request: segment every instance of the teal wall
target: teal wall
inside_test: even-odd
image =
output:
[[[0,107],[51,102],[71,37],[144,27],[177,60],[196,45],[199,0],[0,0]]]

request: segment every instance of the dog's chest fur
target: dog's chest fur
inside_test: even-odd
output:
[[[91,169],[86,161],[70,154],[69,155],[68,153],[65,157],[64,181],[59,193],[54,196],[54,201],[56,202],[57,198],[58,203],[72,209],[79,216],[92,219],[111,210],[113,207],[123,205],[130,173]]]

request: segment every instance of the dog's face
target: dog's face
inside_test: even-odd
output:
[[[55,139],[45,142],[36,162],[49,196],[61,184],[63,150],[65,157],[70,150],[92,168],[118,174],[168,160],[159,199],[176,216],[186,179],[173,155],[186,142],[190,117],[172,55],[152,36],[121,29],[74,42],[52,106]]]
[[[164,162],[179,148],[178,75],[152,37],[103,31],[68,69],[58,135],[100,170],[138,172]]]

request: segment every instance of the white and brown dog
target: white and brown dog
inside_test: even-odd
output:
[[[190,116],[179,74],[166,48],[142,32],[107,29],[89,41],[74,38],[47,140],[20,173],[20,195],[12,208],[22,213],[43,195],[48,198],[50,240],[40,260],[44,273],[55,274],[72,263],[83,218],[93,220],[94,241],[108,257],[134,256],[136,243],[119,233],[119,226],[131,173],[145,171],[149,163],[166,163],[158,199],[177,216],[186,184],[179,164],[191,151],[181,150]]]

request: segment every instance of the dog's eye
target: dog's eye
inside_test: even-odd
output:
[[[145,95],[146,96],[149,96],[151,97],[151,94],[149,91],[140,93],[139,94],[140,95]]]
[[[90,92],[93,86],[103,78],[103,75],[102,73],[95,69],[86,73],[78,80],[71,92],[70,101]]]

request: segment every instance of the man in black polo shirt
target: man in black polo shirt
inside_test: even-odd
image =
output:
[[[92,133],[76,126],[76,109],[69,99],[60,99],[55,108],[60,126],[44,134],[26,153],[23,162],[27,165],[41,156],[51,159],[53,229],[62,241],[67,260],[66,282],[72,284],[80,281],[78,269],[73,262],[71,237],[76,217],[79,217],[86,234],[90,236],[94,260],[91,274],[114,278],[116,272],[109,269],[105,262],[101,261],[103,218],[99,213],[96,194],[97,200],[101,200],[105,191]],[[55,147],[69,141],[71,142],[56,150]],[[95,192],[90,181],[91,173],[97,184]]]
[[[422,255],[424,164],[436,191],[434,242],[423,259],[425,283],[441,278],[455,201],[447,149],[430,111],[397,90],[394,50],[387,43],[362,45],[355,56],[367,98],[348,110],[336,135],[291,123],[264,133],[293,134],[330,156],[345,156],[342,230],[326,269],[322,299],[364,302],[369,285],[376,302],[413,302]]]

* _КОРОТКОЕ ЗАДАНИЕ_:
Представьте все пункты выше в виде CSV из двух столбцов, «запрос» и «ответ», по одной строке на каждый пункт. Текст запроса и его ответ должны стоять каждый в отдельном поле в кавычках, а переносы строк в них нужно заменить пробелами.

* _ВЕРНЫЙ ОТВЕТ_:
запрос,ответ
"request: segment every instance of the teal wall target: teal wall inside_test: even-odd image = output:","[[[0,107],[51,102],[71,37],[144,27],[177,60],[196,45],[199,0],[0,0]]]"
"request: segment every instance of the dog's chest fur target: dog's chest fur inside_test: even-odd output:","[[[91,169],[86,161],[70,154],[69,155],[68,153],[65,157],[64,181],[59,193],[54,196],[54,201],[56,202],[57,198],[58,203],[72,209],[79,216],[92,219],[111,210],[113,207],[123,205],[130,173]]]"
"request: segment every instance of the dog's face target: dog's face inside_test: even-odd output:","[[[55,139],[45,142],[36,162],[49,196],[61,184],[63,150],[65,157],[70,150],[92,168],[118,174],[168,160],[159,199],[176,216],[186,179],[173,155],[186,142],[190,117],[172,55],[152,36],[121,29],[74,42],[52,106]]] [[[164,162],[179,148],[178,75],[152,37],[103,31],[68,69],[58,135],[100,170],[138,172]]]"
"request: segment every instance of the white and brown dog target: white and brown dog inside_test: even-odd output:","[[[190,116],[179,74],[166,48],[142,32],[107,29],[89,41],[74,38],[47,140],[20,173],[20,195],[12,208],[22,213],[43,195],[48,198],[50,240],[40,260],[44,273],[55,274],[72,263],[83,218],[93,220],[94,241],[108,257],[134,256],[136,243],[119,233],[119,226],[131,173],[145,171],[149,163],[166,163],[158,199],[177,216],[186,184],[179,164],[191,151],[181,150]]]"
"request: segment every instance of the dog's eye target: dog's eye inside_test: even-odd output:","[[[145,95],[146,96],[149,96],[151,97],[151,94],[149,91],[140,93],[139,94],[140,95]]] [[[90,92],[93,86],[103,78],[103,75],[102,73],[95,69],[86,73],[78,80],[71,92],[70,101]]]"
"request: segment every instance of the man in black polo shirt target: man in black polo shirt inside_test: even-odd image = output:","[[[92,133],[76,126],[76,109],[69,99],[60,99],[55,108],[60,126],[44,134],[26,153],[23,162],[27,165],[41,156],[51,159],[53,229],[62,241],[67,260],[66,282],[72,284],[80,281],[78,269],[73,262],[71,237],[76,217],[79,217],[86,234],[90,236],[94,260],[91,274],[114,278],[116,272],[109,269],[105,262],[101,261],[103,218],[99,213],[96,194],[97,200],[101,200],[105,191]],[[55,147],[69,141],[71,142],[56,150]],[[95,192],[90,181],[91,173],[97,184]]] [[[422,255],[424,164],[436,191],[434,242],[423,259],[425,283],[441,278],[455,201],[447,149],[430,111],[397,90],[394,50],[387,43],[362,45],[355,56],[367,98],[348,110],[336,135],[291,123],[264,133],[293,134],[330,156],[345,156],[342,230],[326,269],[322,299],[364,302],[369,285],[376,302],[413,302]]]"